**THE DATA:**
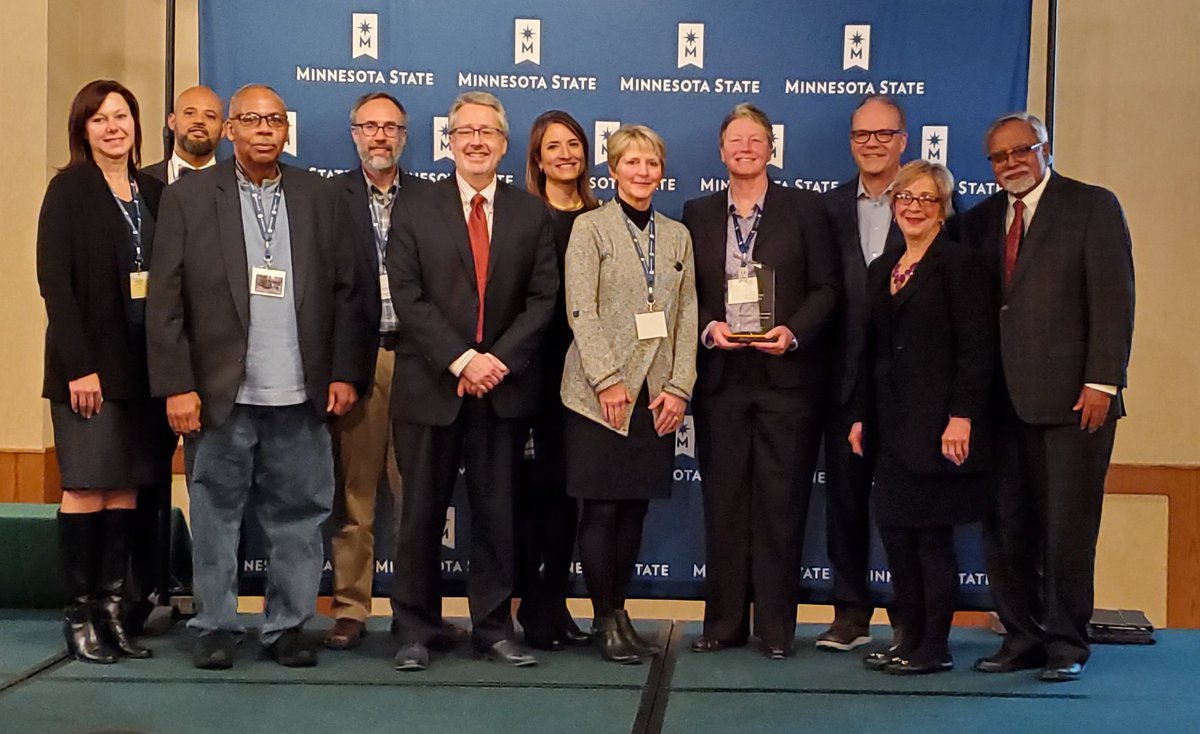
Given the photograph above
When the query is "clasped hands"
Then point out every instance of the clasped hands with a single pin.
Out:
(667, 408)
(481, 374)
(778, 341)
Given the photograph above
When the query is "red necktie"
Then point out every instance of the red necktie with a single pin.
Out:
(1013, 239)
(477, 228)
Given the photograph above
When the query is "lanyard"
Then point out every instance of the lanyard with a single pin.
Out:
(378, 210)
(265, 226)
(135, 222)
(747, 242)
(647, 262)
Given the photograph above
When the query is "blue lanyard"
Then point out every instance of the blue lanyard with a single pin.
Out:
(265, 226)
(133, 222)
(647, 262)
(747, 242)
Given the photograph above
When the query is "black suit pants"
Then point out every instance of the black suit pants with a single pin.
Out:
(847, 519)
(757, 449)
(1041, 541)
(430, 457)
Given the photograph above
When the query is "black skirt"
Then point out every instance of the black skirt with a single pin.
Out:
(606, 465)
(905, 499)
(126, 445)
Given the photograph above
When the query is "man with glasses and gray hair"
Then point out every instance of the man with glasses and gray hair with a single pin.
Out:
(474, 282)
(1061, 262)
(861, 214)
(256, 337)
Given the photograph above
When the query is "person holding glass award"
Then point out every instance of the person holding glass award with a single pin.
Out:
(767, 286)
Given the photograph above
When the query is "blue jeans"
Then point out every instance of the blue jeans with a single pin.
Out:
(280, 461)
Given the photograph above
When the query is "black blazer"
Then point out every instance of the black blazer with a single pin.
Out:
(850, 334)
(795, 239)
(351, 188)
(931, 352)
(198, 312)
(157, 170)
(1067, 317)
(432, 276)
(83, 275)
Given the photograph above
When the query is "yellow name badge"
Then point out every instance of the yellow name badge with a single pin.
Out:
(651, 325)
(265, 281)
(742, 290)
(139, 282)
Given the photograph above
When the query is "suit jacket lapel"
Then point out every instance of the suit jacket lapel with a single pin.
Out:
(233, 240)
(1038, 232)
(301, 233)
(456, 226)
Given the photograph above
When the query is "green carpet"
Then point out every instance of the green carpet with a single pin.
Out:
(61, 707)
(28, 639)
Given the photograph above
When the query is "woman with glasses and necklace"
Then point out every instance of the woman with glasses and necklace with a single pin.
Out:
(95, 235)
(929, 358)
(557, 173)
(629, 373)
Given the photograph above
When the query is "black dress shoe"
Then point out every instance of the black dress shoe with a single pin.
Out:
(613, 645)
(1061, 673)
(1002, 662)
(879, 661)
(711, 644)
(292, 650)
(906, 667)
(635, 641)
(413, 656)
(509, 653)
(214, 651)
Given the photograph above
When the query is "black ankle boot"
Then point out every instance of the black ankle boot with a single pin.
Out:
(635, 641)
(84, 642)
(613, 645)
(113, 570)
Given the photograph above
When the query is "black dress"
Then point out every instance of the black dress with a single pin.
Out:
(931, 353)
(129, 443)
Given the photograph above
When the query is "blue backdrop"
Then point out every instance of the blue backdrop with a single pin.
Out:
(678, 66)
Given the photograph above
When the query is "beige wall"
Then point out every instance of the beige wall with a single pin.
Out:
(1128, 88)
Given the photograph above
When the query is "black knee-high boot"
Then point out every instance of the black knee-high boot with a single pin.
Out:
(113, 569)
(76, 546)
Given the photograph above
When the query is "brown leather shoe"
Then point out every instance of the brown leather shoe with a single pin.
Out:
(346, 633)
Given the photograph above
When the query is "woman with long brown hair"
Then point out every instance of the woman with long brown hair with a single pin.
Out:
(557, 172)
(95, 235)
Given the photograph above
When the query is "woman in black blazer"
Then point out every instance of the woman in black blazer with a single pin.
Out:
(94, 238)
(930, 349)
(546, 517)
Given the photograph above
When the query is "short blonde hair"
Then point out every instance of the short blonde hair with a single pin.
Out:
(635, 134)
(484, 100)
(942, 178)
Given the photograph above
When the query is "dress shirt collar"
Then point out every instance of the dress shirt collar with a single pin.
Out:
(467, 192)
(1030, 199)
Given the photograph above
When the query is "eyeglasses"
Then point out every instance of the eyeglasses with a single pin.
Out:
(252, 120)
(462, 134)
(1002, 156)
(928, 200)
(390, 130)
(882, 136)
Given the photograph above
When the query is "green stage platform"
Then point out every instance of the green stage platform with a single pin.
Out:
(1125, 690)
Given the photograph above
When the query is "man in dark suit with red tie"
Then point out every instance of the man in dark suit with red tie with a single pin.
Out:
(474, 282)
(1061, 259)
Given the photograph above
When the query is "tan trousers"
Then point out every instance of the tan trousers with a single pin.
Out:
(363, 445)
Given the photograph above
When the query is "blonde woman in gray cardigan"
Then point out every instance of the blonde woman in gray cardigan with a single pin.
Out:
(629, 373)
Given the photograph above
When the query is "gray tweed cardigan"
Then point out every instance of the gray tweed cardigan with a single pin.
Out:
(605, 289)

* * *

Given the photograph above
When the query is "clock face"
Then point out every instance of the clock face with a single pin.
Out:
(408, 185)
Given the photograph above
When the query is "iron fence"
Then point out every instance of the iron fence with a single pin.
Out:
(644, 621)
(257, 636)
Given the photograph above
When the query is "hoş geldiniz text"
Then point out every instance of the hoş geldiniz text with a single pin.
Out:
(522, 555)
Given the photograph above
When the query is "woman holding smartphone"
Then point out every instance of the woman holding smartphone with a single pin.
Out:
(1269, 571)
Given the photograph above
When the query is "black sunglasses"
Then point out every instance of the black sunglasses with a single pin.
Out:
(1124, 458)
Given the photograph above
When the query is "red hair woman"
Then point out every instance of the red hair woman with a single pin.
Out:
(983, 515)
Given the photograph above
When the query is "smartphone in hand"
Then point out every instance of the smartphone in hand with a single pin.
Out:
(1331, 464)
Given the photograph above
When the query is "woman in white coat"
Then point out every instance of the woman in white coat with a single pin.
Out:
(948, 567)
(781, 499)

**WHAT IS NEEDED:** Return each line above where the word "white" shows up.

**ANSWER TO THIS EXERCISE:**
When the query is "woman in white coat"
Then point out every instance of the woman in white coat with a single pin.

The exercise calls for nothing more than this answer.